▸ GIVEN RECORDS:
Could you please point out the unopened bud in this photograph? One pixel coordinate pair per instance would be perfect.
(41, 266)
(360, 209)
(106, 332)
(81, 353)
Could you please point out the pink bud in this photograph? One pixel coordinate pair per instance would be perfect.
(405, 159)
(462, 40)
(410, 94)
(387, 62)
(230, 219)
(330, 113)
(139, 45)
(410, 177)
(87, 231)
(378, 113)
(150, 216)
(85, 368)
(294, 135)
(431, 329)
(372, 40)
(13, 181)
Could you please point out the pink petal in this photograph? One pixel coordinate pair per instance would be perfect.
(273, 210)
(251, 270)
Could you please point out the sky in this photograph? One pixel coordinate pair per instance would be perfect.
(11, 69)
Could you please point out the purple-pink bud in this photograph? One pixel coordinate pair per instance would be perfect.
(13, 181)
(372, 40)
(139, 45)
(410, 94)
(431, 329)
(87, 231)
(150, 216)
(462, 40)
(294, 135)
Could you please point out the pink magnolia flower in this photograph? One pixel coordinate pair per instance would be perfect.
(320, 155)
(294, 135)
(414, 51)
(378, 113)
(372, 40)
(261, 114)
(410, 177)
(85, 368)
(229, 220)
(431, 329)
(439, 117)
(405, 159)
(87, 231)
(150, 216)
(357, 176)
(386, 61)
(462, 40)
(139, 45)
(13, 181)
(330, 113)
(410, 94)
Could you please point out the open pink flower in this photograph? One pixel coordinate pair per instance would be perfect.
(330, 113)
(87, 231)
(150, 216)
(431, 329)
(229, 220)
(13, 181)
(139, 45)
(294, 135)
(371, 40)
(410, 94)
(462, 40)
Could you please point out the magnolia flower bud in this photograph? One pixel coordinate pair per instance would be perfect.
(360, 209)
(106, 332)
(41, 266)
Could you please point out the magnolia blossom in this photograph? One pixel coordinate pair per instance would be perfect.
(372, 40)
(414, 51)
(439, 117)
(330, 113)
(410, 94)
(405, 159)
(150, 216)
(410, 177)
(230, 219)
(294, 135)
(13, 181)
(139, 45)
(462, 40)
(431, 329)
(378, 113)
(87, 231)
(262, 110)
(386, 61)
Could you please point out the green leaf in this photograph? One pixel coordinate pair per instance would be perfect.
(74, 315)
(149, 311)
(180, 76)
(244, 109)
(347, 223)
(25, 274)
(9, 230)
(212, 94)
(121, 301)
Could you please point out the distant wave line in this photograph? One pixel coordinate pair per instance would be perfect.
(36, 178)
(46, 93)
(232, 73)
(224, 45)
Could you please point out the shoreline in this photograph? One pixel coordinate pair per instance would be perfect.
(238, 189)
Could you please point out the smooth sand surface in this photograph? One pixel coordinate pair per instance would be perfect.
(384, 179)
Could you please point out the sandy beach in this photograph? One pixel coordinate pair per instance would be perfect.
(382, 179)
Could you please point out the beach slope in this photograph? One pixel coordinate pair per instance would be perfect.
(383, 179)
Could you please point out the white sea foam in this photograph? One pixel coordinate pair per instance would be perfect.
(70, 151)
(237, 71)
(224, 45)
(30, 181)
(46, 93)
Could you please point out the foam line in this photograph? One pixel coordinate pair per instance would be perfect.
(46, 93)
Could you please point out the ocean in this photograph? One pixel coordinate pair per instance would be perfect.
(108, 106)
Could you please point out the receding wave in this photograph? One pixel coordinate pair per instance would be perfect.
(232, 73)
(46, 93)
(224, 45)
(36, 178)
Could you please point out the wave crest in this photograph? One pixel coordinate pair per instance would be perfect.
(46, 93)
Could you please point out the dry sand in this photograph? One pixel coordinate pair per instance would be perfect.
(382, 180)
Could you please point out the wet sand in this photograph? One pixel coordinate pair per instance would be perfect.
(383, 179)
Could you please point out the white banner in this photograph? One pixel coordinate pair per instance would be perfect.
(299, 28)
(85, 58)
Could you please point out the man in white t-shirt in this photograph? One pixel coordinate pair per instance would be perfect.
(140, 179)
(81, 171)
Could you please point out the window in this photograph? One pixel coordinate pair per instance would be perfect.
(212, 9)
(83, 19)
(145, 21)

* * *

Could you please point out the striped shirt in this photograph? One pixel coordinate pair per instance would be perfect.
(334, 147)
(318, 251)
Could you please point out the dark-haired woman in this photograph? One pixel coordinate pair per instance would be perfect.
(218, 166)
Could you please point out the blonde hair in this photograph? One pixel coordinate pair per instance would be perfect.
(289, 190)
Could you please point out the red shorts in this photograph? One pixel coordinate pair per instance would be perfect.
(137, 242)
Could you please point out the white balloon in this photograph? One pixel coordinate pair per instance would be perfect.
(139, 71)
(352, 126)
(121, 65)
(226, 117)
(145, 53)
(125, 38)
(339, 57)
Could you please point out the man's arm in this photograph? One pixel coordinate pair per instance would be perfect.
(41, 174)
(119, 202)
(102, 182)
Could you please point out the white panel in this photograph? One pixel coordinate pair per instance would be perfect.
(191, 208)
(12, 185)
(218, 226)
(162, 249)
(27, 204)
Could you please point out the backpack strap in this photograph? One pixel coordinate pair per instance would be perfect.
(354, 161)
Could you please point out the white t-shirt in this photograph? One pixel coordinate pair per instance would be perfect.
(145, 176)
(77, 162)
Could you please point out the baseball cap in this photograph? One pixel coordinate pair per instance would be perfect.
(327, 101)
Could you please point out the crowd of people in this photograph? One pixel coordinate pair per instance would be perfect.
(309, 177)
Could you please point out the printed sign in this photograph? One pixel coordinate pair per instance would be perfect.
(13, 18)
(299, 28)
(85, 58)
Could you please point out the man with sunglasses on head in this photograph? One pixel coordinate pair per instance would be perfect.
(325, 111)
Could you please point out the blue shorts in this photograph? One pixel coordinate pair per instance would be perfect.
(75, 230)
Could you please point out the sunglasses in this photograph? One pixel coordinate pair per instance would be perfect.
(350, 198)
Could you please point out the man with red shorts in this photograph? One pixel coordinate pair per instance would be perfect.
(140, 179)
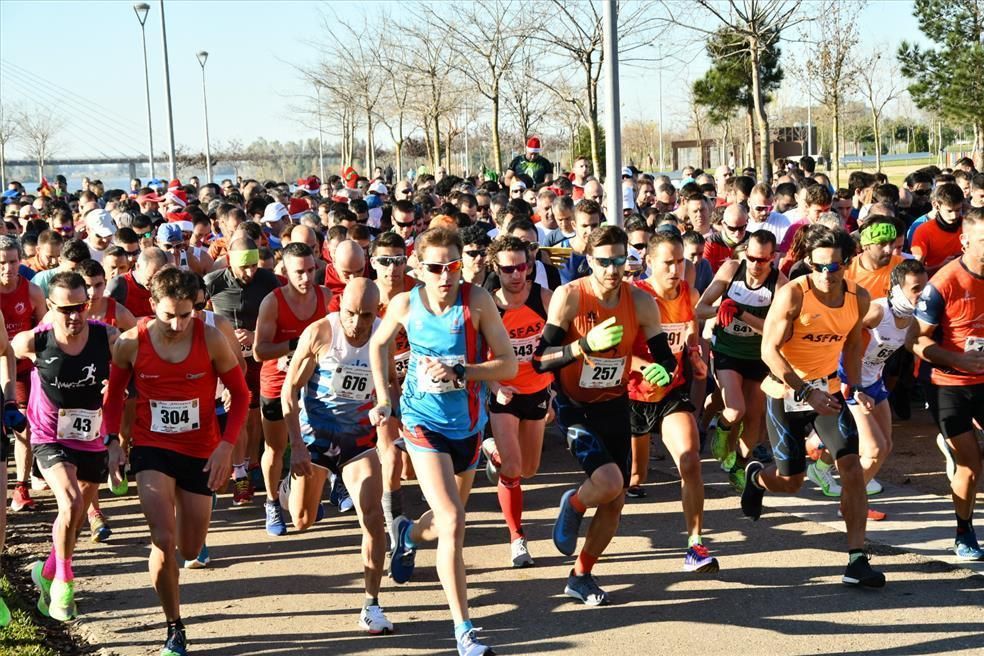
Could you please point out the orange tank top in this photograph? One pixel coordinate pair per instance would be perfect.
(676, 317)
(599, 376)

...

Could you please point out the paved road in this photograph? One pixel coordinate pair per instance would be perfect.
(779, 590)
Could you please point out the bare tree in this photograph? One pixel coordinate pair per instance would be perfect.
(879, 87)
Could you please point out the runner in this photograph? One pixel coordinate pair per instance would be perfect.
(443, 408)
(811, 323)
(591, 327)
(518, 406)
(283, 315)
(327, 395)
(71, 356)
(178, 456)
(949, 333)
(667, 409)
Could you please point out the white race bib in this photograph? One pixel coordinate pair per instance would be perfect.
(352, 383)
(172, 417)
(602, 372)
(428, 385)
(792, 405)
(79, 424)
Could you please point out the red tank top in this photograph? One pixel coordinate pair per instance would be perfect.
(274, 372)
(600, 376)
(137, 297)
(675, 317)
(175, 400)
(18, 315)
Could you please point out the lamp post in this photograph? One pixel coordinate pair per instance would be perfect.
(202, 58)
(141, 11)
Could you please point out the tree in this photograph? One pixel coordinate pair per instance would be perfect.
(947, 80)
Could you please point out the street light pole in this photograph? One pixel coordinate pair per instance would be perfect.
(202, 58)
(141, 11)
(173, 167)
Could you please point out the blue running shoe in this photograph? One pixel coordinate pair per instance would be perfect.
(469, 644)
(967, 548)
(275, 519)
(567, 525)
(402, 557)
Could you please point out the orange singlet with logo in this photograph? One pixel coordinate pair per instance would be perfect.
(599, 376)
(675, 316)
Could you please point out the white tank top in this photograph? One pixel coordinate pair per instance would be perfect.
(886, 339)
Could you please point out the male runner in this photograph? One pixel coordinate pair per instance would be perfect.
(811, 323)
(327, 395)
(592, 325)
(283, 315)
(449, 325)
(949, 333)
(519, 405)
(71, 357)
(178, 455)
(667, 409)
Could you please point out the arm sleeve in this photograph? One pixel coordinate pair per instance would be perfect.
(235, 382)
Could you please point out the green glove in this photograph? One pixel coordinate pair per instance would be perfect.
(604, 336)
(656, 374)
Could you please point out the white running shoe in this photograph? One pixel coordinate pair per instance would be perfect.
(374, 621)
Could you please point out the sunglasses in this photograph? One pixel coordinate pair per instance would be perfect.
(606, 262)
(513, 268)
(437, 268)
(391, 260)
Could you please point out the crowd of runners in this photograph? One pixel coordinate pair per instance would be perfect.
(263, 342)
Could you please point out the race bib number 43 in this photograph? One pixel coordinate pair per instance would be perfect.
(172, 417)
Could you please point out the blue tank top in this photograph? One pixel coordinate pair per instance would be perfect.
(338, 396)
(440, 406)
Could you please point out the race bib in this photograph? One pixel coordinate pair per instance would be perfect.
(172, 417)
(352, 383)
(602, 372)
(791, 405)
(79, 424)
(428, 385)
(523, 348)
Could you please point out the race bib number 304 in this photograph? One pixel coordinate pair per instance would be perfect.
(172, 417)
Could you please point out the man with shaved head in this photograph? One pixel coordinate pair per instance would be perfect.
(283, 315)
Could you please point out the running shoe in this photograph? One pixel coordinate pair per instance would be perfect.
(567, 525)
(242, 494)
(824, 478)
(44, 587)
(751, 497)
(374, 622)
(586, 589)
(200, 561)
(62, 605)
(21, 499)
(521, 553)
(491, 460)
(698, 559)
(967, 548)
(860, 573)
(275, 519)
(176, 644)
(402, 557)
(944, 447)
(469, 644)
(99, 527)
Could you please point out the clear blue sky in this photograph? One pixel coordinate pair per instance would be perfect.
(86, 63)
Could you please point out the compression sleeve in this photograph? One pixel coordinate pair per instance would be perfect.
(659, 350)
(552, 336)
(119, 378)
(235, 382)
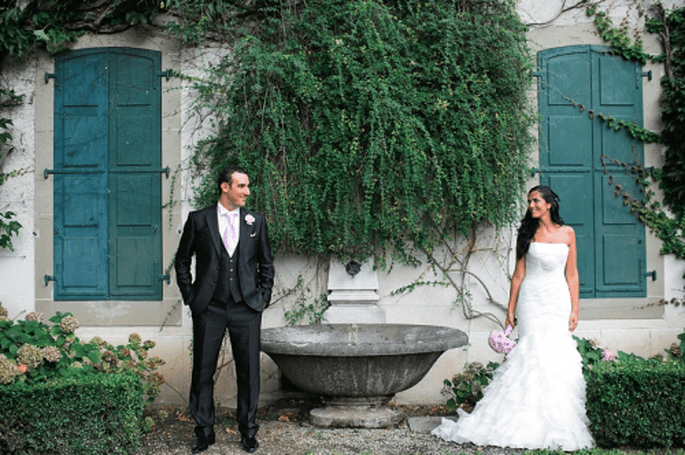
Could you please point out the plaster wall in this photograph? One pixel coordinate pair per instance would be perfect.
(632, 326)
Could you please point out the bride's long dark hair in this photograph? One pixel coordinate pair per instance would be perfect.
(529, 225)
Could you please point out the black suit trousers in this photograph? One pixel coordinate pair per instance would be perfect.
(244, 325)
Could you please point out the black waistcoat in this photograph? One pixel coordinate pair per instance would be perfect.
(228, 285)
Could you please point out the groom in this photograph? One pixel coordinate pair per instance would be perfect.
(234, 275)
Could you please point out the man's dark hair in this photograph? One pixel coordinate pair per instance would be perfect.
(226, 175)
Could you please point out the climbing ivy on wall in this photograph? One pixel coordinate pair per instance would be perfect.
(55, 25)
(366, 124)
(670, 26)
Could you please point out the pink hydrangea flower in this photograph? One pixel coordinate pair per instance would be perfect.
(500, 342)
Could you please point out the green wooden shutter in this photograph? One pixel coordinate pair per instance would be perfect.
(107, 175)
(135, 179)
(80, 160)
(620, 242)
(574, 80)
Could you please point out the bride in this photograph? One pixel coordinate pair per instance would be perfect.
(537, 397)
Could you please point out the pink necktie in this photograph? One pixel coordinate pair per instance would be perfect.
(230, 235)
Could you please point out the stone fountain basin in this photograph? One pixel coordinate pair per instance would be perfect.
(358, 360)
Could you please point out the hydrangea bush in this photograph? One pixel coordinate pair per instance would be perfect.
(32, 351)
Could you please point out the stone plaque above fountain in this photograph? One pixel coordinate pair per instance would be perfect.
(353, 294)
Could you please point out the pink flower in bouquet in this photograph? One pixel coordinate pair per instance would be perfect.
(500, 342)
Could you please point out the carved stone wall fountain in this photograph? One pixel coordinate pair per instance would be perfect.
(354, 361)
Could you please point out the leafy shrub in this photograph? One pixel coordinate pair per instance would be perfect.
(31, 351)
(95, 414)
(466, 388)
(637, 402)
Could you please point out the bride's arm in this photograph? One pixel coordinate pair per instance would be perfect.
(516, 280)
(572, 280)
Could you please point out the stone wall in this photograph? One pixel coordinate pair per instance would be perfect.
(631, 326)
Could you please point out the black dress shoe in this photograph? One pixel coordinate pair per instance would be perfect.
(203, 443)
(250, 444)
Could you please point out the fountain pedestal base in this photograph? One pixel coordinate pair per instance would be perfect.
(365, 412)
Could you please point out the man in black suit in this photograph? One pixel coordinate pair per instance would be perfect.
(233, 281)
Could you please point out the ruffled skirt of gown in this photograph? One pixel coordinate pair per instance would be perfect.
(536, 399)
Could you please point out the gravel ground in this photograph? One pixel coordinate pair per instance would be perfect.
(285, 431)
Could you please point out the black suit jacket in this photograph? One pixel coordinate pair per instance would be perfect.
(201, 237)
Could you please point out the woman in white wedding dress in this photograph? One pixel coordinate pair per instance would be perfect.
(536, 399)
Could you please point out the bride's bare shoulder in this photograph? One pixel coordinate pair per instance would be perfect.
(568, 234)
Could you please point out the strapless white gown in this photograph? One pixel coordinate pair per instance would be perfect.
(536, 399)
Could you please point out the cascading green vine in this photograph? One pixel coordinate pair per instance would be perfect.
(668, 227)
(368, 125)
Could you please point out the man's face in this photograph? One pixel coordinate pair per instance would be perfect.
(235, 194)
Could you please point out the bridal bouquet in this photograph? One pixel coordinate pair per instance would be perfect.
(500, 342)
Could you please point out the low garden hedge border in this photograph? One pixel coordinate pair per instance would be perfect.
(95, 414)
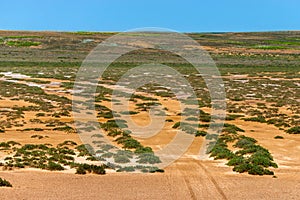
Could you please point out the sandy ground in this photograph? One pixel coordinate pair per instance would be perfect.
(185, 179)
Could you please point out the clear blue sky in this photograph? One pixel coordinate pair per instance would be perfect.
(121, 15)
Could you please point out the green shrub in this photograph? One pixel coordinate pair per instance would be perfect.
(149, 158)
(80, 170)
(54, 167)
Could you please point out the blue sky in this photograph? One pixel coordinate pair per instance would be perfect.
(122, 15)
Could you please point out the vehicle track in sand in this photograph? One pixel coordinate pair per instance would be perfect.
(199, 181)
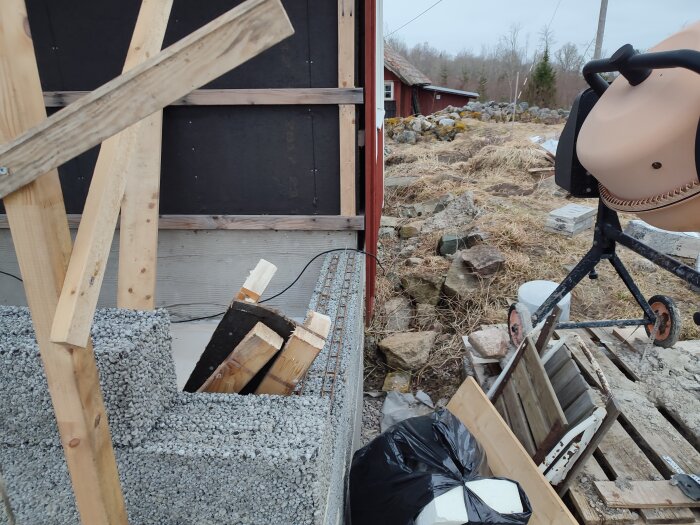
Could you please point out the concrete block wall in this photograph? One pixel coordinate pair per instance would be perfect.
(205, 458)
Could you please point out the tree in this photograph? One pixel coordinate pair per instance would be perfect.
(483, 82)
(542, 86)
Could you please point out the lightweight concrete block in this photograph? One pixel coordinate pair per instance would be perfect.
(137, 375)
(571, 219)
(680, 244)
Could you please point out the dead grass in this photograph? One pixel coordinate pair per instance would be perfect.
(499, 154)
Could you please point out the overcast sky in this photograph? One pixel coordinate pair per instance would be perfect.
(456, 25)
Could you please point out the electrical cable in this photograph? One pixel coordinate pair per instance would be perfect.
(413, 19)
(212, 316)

▸ WRITTEN REQUEST:
Find every line in the rows above that contains the word "with" and copy each one out in full.

▸ ANSWER FOR THIS EXERCISE:
Could you please point out the man with sunglasses on head in this photograph? One pixel coordinate pair per instance would be perfect.
Could you please point out the man with red shorts in this photograph? One pixel coordinate pair per instance would be perfect.
Could you please point out the orange singlet with logo in this photograph? One pixel coordinate pair per instance would be perfect.
Could you please point out the man with shaved head in this photograph? One pixel coordinate pair per instance would be perfect.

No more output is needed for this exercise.